Oil prices crashed below $50…
Oil prices fell on Tuesday…
The number of wells drilled in Canada is expected to increase by 31 percent next year compared to this year, but weak commodity prices coupled with “abnormal” political and social factors may continue to plague the industry, the Canadian Association of Oilwell Drilling Contractors (CAODC) said in its 2017 Drilling Forecast on Tuesday.
Uncertainty over pipeline infrastructure developments and a looming price on carbon will continue to depress Canada’s long-term investment plans, the association said.
Although the number of wells drilled is expected to increase, the rig count is expected to decrease by 55 next year from 665 drilling rigs this year, remaining “near historic lows”, CAODC said. However, the well count is seen to be slightly higher in Saskatchewan, as the province is leading recovery efforts.
“Activity is moving in the right direction, but we’re still in a depressed and desperate economic environment,” CAODC President Mark Scholz said.
◇ ◇ ◇ ◇ ◇ ◇ ◇
== ACTIONS TO TAKE ==
1. Reproduce the passage of the Canadian drilling forecast text starting at "Oil prices crashed" and ending at "leading recovery efforts.", changing "pipeline infrastructure" to "pipeline capacity".
2. According to the Canadian drilling forecast text, by what percentage is the number of wells drilled in Canada expected to rise next year?

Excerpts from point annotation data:
◇ ◇ ◇ ◇ ◇ ◇ ◇
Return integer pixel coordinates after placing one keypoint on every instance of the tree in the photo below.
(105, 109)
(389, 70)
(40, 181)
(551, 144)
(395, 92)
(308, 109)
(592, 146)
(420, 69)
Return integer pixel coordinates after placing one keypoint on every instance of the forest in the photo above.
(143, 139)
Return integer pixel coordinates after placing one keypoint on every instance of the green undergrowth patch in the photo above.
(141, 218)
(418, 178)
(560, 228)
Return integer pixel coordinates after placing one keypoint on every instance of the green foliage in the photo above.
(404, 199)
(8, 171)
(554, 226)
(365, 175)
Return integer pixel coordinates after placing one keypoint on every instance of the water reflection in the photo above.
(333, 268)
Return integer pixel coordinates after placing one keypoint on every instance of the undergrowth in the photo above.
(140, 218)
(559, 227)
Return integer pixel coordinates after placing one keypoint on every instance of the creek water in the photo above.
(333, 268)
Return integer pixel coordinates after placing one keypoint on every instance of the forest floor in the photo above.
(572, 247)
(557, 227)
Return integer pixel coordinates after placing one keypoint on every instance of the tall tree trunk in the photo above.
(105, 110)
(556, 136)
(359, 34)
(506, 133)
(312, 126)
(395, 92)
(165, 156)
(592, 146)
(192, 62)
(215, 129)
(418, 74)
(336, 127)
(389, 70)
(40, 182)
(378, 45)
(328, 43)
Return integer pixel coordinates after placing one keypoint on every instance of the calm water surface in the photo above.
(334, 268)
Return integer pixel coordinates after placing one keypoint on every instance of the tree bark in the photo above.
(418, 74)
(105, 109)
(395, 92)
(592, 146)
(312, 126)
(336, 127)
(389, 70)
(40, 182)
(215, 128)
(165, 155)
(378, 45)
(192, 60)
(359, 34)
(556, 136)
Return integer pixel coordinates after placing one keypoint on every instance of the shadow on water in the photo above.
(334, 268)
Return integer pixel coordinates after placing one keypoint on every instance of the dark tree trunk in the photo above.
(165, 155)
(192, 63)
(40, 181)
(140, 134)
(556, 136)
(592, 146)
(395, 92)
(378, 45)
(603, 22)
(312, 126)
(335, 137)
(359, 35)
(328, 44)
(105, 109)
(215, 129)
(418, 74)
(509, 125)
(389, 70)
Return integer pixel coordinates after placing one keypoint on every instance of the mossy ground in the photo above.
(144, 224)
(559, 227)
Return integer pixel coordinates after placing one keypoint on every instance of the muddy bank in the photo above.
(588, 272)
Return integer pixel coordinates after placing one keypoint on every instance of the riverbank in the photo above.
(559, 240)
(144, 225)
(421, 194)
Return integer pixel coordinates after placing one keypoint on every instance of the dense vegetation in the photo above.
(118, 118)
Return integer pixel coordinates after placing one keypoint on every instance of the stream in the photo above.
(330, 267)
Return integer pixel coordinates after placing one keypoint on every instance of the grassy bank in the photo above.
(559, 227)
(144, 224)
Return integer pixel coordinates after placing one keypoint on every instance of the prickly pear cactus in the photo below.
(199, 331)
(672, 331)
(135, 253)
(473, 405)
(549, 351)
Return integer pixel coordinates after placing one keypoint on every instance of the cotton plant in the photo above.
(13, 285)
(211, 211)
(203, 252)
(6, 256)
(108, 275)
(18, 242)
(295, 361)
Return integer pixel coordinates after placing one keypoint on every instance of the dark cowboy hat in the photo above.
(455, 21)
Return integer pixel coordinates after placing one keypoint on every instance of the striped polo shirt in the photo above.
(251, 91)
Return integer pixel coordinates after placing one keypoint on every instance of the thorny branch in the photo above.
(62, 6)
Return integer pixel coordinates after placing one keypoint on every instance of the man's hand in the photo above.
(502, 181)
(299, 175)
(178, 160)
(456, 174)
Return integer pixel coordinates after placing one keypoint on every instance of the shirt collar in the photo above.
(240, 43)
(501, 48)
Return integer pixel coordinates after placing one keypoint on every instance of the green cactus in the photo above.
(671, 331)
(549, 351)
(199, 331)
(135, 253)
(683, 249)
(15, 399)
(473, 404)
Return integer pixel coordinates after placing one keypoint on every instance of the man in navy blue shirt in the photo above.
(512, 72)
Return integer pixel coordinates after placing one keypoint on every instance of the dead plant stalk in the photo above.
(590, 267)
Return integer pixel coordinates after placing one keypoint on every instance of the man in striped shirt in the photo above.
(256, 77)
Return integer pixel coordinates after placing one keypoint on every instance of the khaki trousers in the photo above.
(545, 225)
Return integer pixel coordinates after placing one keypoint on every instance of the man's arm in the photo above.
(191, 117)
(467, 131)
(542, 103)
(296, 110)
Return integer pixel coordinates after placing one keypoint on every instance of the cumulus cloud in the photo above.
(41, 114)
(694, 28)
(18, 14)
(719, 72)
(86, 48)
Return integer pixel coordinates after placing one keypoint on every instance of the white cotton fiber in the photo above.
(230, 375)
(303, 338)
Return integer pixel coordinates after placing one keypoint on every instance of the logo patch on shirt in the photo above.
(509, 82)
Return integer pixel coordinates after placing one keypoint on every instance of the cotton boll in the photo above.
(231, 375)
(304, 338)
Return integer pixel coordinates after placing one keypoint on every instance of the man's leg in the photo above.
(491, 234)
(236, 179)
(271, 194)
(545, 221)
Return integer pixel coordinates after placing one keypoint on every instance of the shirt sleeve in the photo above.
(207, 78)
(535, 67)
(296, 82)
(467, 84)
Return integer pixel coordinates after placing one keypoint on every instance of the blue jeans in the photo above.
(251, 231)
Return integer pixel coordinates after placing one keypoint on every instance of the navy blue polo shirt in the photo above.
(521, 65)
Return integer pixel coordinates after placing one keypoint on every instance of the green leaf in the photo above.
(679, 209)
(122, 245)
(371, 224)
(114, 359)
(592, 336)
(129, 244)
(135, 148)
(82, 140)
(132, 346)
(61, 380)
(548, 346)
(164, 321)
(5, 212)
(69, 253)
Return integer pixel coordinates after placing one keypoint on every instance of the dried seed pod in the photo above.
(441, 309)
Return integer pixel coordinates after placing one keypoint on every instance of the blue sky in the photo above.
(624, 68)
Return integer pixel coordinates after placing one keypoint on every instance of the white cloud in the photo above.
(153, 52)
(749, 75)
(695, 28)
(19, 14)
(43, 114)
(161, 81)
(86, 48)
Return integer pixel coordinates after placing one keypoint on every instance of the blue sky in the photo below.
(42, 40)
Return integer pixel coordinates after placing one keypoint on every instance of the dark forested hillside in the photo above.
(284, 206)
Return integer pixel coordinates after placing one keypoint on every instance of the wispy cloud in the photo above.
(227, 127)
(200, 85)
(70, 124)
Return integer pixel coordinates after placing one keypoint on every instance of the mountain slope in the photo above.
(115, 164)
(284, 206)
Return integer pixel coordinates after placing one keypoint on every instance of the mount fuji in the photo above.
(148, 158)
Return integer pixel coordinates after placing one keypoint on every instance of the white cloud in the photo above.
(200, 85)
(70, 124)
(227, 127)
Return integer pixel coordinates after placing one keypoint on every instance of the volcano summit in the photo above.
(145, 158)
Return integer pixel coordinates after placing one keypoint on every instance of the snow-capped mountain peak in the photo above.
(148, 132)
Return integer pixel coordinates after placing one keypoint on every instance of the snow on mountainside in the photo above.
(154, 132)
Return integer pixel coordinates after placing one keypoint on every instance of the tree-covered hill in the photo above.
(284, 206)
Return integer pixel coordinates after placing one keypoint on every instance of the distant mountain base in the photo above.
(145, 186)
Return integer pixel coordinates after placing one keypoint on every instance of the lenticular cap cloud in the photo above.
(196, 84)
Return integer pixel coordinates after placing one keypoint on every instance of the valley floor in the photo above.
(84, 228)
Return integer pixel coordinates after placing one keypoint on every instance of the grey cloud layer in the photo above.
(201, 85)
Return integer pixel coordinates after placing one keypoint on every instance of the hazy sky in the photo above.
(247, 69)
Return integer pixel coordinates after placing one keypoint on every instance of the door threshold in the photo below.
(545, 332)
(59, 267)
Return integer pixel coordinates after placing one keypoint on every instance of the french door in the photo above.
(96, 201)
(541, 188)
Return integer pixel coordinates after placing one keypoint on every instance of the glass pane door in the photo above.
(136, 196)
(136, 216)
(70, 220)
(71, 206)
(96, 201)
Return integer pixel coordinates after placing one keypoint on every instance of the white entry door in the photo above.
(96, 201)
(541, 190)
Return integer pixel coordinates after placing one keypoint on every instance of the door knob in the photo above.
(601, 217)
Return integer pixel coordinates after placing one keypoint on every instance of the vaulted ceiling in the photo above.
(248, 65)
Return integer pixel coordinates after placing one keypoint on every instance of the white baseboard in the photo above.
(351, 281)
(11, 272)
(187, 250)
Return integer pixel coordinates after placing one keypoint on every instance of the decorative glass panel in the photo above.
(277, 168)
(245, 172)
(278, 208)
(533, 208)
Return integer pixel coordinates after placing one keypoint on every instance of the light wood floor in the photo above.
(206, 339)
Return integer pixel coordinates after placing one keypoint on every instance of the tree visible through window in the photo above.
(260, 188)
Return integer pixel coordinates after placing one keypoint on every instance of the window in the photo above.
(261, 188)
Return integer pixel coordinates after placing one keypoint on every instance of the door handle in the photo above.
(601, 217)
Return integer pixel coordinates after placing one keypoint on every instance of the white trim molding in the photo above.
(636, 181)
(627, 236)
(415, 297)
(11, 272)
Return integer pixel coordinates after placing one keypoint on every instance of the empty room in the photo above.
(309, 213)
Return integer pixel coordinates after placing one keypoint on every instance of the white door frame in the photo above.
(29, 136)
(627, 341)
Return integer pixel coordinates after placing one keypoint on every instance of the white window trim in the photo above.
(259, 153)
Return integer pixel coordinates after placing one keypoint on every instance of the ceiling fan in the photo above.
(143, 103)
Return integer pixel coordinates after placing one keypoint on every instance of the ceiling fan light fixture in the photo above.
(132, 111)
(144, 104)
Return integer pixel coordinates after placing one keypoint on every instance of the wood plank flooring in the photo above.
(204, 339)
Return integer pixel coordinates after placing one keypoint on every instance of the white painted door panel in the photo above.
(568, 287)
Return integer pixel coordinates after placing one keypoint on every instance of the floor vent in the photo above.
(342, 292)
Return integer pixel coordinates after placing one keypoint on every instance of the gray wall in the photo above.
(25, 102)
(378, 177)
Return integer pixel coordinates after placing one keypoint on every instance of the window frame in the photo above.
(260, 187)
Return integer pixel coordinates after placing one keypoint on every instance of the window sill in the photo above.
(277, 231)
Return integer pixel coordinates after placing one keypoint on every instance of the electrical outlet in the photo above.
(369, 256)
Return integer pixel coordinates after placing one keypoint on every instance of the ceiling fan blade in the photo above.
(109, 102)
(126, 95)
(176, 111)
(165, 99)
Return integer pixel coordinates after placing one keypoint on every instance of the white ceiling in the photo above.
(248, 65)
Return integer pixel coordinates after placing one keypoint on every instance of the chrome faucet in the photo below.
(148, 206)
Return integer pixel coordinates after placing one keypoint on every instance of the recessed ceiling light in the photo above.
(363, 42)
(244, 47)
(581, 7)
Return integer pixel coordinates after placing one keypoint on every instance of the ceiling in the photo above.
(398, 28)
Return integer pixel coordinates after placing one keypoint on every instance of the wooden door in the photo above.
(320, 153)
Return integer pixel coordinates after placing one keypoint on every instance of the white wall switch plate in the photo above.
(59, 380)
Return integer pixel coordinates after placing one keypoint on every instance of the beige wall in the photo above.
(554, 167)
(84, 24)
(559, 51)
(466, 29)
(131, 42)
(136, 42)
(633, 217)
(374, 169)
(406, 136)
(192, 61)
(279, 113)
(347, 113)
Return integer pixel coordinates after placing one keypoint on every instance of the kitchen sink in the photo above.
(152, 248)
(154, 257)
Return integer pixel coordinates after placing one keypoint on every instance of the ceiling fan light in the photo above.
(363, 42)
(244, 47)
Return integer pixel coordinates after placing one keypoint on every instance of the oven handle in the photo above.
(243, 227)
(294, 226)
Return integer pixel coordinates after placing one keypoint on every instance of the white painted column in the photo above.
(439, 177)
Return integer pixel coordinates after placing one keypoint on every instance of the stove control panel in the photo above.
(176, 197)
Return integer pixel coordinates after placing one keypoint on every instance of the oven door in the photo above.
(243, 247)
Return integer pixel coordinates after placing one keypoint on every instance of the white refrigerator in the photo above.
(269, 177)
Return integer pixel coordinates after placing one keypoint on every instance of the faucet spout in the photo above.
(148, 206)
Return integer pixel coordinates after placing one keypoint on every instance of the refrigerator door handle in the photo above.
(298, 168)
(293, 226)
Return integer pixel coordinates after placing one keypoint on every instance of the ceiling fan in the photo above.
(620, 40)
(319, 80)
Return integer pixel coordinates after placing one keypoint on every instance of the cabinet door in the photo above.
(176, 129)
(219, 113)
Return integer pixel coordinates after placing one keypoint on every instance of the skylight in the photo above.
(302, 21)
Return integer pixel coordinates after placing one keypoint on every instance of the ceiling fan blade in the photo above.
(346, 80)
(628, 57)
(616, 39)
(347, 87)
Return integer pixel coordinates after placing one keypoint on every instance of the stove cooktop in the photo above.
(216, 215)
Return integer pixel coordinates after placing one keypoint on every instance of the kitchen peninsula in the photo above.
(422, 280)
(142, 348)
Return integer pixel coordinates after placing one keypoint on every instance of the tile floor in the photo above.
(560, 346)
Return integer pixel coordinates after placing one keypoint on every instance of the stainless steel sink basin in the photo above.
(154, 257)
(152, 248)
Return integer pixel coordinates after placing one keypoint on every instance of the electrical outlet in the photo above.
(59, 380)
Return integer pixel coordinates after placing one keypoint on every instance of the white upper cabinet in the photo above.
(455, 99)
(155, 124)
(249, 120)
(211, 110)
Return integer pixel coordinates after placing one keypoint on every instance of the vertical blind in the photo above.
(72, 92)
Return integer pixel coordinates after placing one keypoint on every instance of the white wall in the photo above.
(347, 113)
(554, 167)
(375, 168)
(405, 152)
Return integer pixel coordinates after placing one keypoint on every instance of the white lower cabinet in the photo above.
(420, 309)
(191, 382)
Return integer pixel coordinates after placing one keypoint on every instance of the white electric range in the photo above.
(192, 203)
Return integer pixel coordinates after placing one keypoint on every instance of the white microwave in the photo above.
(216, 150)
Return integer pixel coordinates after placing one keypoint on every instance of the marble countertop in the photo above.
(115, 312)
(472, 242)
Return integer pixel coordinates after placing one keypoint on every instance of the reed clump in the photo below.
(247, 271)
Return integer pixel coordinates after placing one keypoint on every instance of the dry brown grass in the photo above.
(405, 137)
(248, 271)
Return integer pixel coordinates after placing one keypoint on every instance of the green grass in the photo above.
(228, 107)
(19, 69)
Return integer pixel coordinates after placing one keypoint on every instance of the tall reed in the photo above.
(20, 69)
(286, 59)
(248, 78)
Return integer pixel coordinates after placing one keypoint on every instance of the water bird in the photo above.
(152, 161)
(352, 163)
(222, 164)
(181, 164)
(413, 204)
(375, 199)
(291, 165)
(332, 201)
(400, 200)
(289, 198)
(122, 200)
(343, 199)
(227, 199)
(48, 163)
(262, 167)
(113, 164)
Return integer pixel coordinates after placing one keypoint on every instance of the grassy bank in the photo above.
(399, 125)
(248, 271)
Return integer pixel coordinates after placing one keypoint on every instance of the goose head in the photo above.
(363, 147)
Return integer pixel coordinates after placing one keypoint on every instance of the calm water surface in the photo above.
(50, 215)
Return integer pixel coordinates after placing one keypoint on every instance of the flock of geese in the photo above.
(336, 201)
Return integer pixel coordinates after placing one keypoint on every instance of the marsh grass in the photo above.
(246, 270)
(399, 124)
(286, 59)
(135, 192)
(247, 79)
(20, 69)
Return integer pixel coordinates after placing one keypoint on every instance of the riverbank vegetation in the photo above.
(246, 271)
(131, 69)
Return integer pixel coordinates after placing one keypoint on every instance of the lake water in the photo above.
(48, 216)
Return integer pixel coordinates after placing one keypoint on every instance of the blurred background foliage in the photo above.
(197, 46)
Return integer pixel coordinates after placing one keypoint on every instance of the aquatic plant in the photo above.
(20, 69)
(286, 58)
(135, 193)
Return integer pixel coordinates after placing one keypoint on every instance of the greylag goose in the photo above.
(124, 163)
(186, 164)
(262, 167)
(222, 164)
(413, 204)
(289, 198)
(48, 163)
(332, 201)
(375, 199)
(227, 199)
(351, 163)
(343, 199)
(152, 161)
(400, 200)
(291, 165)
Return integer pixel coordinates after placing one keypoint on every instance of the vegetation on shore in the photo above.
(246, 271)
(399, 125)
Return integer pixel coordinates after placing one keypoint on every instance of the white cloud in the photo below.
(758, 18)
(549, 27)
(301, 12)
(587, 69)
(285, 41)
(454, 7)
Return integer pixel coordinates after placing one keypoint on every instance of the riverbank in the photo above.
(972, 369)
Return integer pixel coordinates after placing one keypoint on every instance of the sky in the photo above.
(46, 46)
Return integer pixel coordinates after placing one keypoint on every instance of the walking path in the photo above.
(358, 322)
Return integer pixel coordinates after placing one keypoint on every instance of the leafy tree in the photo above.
◇ ◇ ◇ ◇ ◇ ◇ ◇
== COMPLETED EXERCISE ==
1.
Oil prices crashed below $50…
Oil prices fell on Tuesday…
The number of wells drilled in Canada is expected to increase by 31 percent next year compared to this year, but weak commodity prices coupled with “abnormal” political and social factors may continue to plague the industry, the Canadian Association of Oilwell Drilling Contractors (CAODC) said in its 2017 Drilling Forecast on Tuesday.
Uncertainty over pipeline capacity developments and a looming price on carbon will continue to depress Canada’s long-term investment plans, the association said.
Although the number of wells drilled is expected to increase, the rig count is expected to decrease by 55 next year from 665 drilling rigs this year, remaining “near historic lows”, CAODC said. However, the well count is seen to be slightly higher in Saskatchewan, as the province is leading recovery efforts.

2. 31 percent compared to this year.